Dataset records:
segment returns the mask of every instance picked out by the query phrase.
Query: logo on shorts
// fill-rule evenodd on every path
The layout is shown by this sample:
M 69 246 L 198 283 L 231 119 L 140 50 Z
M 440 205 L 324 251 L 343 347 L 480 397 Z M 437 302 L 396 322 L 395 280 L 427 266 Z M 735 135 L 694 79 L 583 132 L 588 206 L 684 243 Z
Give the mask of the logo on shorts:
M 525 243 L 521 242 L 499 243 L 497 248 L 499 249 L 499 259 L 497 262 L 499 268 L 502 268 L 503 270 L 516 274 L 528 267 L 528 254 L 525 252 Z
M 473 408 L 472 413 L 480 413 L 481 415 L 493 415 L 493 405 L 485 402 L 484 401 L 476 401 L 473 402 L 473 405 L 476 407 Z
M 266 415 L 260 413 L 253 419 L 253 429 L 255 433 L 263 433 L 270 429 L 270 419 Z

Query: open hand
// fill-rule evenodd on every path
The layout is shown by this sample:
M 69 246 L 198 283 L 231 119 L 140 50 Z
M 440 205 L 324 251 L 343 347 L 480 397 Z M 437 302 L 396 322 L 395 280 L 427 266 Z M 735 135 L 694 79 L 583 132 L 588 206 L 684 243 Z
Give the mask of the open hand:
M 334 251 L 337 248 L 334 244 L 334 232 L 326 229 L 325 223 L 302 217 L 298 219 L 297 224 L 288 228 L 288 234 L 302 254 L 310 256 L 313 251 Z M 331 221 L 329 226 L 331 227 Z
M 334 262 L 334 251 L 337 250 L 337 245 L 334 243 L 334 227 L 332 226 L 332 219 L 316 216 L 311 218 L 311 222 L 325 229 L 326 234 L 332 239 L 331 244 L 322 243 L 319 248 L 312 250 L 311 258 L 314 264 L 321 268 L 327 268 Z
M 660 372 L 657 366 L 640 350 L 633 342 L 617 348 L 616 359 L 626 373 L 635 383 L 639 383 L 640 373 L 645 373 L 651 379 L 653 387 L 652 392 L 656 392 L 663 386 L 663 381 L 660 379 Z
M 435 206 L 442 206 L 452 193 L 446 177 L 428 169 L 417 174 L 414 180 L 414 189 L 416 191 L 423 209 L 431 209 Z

**Exercise task:**
Can you output the lines of the material verbatim, starting at the line that contains "Query: open hand" and ending at the line that contains "Give the mask of the open", with both of those lines included?

**Task response:**
Query: open hand
// fill-rule evenodd on every path
The layout is shown by this sample:
M 69 246 L 198 283 L 231 119 L 140 50 Z
M 440 205 L 324 251 L 343 347 L 480 397 Z M 437 302 L 396 322 L 395 280 L 427 266 Z M 735 135 L 694 79 L 583 132 L 588 206 L 684 243 Z
Give the mask of the open hand:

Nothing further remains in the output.